* Begin PAGE EXTRACT *

Constructing Networks

  1. Convert each matrix into a matrix that shows connections between people (use the code from the Network Analysis notebook)
  2. Create a new variable, and add the matrixes together (just use a +)
  3. Set the diagonals of this new matrix to NA
  4. Create a network graph object based on this new matrix
  5. Set the diagonals of your people_work matrix to NA
  6. Create a network graph object based on your people_work matrix
  7. Set the diagonals of your people_family matrix to NA
  8. Create a network graph object based on your people_family matrix

Analyzing Networks

  1. Calculate the betweenness for each network. Make sure that you assign names to your statistics using V().
  2. Make note of differences among your three networks
  3. Calculate the centrality for each network.  Make sure that you assign names to your statistics using V().
  4. Make note of differences among your three networks.

* End PAGE EXTRACT *

• DIRECTIONS FOR THIS TASK:
Copy everything in the network-analysis steps from "Analyzing Networks" down to "your three networks.", word for word.

* Begin INFORMATION SUPPLIED *

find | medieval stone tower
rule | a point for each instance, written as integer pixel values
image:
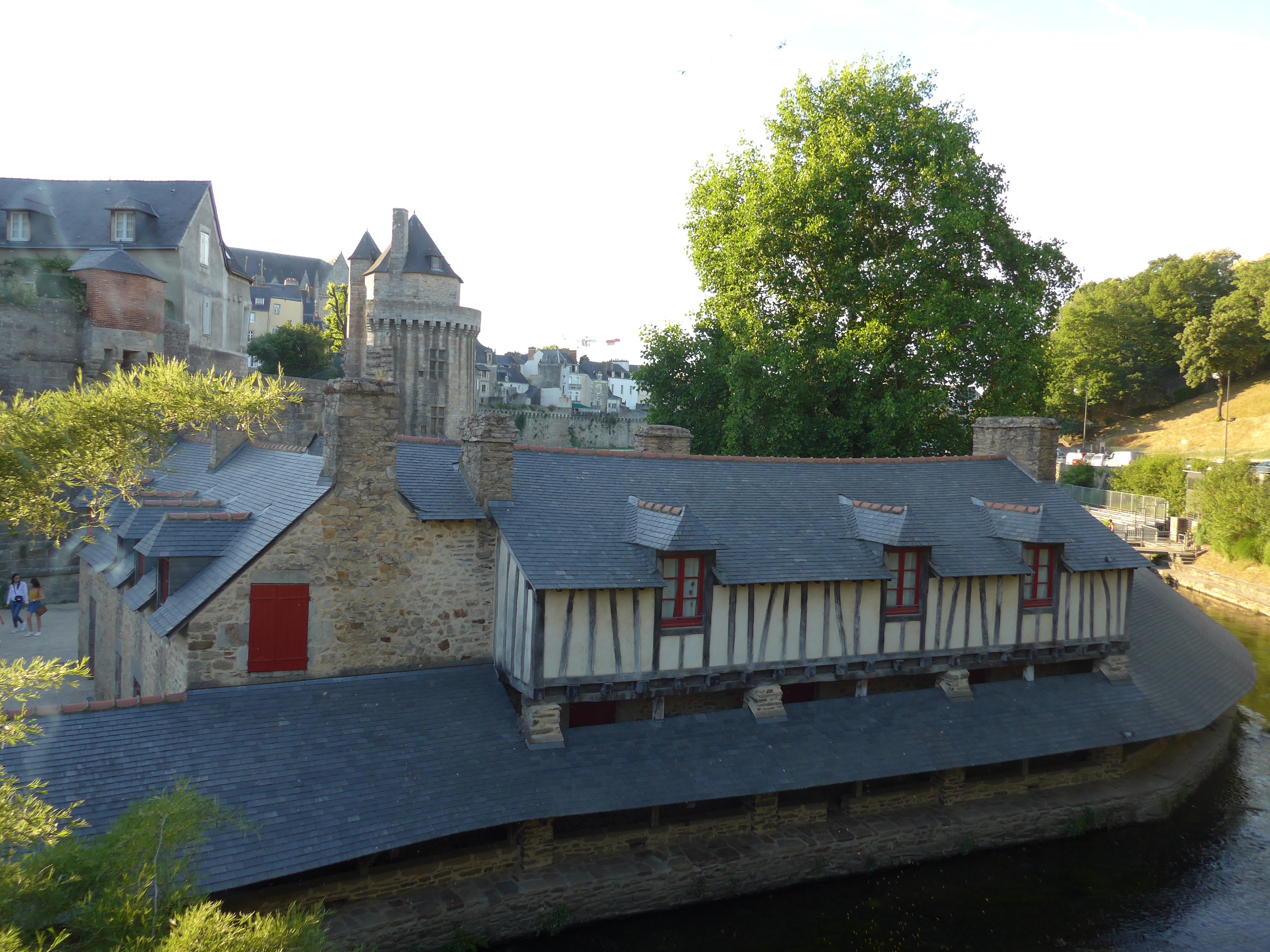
(406, 327)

* End INFORMATION SUPPLIED *

• TASK ANSWER:
Analyzing Networks

  1. Calculate the betweenness for each network. Make sure that you assign names to your statistics using V().
  2. Make note of differences among your three networks
  3. Calculate the centrality for each network.  Make sure that you assign names to your statistics using V().
  4. Make note of differences among your three networks.